--- begin Records supplied ---

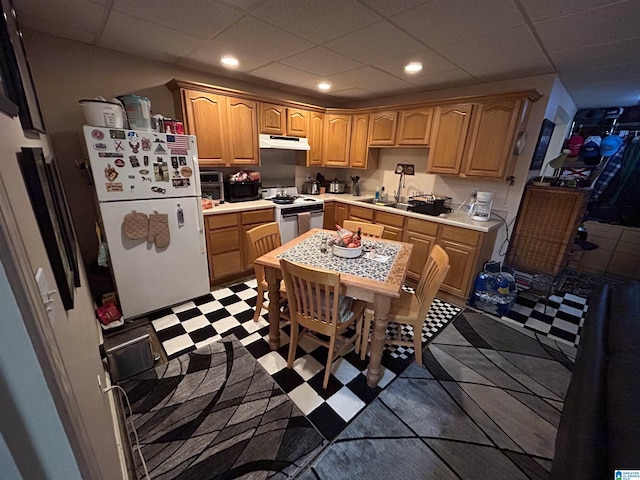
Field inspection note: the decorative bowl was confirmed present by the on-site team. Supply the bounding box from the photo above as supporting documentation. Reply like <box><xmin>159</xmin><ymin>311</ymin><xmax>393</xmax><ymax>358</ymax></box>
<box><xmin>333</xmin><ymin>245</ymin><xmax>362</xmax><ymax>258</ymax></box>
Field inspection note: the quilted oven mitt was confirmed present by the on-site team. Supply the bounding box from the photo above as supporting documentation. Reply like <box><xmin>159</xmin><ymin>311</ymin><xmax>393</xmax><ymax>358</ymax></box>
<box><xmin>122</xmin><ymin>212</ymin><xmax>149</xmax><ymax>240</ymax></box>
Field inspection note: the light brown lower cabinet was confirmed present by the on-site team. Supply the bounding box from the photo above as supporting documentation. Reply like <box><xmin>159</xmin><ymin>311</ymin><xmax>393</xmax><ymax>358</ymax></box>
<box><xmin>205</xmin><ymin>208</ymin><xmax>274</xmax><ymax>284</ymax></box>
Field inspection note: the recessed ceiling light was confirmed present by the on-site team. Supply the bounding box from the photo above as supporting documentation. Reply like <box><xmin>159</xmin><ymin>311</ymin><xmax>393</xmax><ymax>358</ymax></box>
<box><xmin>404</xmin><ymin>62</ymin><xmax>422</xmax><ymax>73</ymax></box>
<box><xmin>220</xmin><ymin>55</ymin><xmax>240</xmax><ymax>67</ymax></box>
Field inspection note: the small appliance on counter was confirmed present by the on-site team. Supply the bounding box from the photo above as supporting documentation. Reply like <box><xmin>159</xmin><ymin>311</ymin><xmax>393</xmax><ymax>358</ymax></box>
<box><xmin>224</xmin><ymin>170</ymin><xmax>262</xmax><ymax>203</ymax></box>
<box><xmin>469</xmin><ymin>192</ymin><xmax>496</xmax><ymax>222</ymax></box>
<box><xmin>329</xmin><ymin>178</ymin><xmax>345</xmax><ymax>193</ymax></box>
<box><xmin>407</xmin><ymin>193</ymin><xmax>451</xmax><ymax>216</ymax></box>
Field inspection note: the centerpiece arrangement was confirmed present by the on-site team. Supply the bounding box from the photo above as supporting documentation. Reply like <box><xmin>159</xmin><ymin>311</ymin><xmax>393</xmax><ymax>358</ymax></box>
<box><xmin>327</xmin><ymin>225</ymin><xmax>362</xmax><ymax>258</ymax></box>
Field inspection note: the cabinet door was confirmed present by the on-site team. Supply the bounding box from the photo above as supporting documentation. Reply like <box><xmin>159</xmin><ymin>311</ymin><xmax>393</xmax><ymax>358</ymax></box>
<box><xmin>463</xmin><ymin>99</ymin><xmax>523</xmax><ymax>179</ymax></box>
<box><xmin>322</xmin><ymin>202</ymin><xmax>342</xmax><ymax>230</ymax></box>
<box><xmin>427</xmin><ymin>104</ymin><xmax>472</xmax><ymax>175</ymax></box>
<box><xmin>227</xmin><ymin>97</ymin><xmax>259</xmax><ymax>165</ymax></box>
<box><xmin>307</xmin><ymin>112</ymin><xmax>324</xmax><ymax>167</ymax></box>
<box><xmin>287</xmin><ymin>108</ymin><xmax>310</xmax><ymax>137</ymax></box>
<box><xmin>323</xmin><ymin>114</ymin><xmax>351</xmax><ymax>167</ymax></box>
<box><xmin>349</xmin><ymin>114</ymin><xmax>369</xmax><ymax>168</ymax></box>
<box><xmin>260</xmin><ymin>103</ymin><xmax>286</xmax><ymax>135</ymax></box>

--- end Records supplied ---

Task description: List every line from the records above that contains the word "cabinet", copying each line in full.

Full response:
Field inspection note: the light brown lower cabinet was confirmed present by the on-site team. Supply the bounding box from the photo above as supporting documentation. Reply like <box><xmin>159</xmin><ymin>311</ymin><xmax>393</xmax><ymax>358</ymax></box>
Field inspection note: the cabinet door was confirmed present by the on-site team. Supply the bounding box from the photo above as supporting documentation. Reply like <box><xmin>159</xmin><ymin>311</ymin><xmax>393</xmax><ymax>358</ymax></box>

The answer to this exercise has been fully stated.